+++ ESTRATTO DEL DOCUMENTO

Oggi faremo un breve excursus storico delle teorie dei mercati finanziari; la trattazione non vuole essere né accademica né in alcun modo esaustiva delle singole teorie, ma semplicemente un breve flash del percorso teorico in materia. Il senso di questo è capire un pò da dove si viene, su cosa si sono concentrati gli studi,  per poi provare ad individuare quello che può esserci utile nell’operatività giornaliera.

 

La teoria è spesso molto lontana dall’applicazione pratica soprattutto per il fatto che praticamente nessuno di chi l’ha prodotta ha mai avuto l’esigenza di prendere quotidianamente decisioni reali di acquisto o vendita nei mercati, con denaro reale, tuttavia questi studi hanno il grande pregio di aver cercato in qualche modo di standardizzare dei modelli di comportamento che, anche se spesso lontani dalla realtà hanno sicuramente un’utilità anche pratica.

 

security market line

Per anni e forse accademicamente tuttora, il CAPM (Capital Asset Pricing Model) è stato il riferimento nella teoria dei mercati finanziari. Senza addentrarci troppo nella trattazione teorica ci limitiamo a dire che al di là di tutti i limiti, il CAPM rappresenta un ottimo studio che fornisce una quantità di informazioni utili per una efficiente gestione di portafoglio; Si tratta di un modello di equilibrio dei mercati finanziari, pubblicato da William Sharpe i nel1964 (Portfolio Theory & Capital Markets) e indipendentemente sviluppato da Lintner (1965) e Mossin (1966).

++++++
+++ RIGHE ELENCATE

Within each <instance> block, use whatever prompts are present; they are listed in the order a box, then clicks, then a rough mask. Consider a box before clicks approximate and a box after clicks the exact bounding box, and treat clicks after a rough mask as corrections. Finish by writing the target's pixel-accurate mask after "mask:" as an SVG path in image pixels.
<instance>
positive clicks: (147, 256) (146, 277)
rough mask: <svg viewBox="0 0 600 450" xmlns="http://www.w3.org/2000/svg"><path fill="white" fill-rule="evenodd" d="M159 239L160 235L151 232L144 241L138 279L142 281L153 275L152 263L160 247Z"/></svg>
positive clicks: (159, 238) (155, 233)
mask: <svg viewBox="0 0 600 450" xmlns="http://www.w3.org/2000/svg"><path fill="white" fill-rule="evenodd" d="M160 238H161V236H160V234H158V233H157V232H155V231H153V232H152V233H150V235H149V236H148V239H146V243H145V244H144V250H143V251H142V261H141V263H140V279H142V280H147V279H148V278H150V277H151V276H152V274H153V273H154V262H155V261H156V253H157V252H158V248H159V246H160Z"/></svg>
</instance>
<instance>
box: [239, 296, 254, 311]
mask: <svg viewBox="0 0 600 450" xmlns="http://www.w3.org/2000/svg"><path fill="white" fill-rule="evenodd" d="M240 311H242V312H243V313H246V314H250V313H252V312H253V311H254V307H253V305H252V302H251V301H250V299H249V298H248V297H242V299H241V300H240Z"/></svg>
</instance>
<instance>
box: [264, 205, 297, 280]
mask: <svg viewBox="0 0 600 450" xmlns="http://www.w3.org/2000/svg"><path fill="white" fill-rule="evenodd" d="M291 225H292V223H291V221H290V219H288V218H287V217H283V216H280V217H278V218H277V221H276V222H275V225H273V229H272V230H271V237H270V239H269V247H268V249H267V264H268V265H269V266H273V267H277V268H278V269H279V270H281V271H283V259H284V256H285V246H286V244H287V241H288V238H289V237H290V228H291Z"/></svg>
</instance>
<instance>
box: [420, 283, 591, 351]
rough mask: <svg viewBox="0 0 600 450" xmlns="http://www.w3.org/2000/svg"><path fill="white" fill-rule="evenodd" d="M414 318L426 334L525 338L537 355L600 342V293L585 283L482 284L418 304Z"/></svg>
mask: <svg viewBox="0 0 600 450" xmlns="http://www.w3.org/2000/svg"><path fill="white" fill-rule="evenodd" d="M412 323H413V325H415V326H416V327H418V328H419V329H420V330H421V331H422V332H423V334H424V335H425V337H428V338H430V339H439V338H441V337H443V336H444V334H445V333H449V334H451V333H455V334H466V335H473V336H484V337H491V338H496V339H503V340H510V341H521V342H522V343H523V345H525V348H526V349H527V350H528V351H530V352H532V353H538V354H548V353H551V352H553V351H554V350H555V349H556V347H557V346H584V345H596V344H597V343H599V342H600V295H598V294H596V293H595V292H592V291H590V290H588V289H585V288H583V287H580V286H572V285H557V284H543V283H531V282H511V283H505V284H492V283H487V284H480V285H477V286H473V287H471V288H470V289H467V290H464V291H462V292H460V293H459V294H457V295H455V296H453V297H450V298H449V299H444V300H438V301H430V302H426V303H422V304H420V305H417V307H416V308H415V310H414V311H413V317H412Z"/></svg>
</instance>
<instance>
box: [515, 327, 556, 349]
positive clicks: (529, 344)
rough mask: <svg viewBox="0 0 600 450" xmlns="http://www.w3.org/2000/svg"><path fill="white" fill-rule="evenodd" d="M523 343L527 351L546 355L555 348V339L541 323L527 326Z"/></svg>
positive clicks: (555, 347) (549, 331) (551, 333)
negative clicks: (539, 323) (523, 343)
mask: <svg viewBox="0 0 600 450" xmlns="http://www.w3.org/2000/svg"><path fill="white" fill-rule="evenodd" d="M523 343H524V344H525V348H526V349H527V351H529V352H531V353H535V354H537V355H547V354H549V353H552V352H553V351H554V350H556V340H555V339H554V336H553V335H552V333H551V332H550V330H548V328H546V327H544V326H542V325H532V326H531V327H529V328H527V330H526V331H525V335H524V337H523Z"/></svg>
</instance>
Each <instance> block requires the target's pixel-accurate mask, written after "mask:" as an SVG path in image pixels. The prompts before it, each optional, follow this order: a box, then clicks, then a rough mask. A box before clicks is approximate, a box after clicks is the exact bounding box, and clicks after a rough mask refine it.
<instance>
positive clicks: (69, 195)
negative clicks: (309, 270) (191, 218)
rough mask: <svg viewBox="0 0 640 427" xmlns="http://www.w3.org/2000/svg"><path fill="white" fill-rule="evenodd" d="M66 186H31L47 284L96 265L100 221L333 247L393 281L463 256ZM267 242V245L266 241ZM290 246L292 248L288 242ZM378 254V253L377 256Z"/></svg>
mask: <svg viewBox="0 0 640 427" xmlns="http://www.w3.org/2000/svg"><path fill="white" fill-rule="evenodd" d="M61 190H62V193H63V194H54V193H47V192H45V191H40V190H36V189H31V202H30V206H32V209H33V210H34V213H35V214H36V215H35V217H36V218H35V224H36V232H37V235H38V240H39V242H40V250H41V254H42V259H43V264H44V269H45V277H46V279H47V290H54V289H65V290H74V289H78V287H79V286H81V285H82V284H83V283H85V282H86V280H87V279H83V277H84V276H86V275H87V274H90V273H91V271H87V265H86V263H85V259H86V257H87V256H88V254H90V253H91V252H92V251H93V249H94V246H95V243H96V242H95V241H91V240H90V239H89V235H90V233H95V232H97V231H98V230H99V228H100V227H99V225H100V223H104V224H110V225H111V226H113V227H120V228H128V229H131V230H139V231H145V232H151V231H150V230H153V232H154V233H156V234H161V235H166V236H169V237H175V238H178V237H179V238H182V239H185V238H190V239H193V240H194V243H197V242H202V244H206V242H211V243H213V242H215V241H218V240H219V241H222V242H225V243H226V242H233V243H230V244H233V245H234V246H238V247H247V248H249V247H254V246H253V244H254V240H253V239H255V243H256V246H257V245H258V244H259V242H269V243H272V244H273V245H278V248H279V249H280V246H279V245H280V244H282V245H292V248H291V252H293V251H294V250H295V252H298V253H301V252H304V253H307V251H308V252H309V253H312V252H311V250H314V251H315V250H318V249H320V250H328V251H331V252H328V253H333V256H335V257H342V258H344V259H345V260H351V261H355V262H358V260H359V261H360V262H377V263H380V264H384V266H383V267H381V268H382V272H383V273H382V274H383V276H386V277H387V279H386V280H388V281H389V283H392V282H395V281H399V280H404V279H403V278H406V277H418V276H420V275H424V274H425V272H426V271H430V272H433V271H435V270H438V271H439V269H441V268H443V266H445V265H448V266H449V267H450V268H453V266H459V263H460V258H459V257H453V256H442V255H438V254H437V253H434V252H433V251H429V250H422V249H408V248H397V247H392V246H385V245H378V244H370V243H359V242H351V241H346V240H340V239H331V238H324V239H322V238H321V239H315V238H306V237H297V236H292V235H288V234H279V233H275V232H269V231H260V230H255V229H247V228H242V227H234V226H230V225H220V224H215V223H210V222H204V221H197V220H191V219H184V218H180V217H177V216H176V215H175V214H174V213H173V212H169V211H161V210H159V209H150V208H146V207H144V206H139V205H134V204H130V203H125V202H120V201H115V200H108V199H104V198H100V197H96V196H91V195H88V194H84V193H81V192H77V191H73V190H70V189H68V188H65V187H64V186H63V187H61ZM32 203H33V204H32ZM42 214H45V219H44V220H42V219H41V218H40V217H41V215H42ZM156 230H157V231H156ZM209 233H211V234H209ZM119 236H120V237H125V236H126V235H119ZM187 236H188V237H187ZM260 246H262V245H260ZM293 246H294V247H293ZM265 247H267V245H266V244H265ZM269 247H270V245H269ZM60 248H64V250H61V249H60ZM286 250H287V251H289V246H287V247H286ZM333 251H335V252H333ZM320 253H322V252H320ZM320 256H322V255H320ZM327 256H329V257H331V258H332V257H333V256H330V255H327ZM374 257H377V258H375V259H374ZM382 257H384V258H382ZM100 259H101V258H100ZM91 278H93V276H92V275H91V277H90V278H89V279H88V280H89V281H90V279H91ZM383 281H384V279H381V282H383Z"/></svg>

++++++

## CONSEGNA 1
Quali studiosi cita il testo sulle teorie dei mercati finanziari come coloro che hanno pubblicato o sviluppato il CAPM? Elencali tutti.
## CONSEGNA 2
Disponi come elenco numerato le righe, a partire dalla prima fino a quella che contiene "positive clicks: (159, 238) (155, 233)" compresa, tralasciando quelle vuote.

## SPAZIO RISPOSTA 1
- William Sharpe
- Lintner
- Mossin

## SPAZIO RISPOSTA 2
1. Within each <instance> block, use whatever prompts are present; they are listed in the order a box, then clicks, then a rough mask. Consider a box before clicks approximate and a box after clicks the exact bounding box, and treat clicks after a rough mask as corrections. Finish by writing the target's pixel-accurate mask after "mask:" as an SVG path in image pixels.
2. <instance>
3. positive clicks: (147, 256) (146, 277)
4. rough mask: <svg viewBox="0 0 600 450" xmlns="http://www.w3.org/2000/svg"><path fill="white" fill-rule="evenodd" d="M159 239L160 235L151 232L144 241L138 279L142 281L153 275L152 263L160 247Z"/></svg>
5. positive clicks: (159, 238) (155, 233)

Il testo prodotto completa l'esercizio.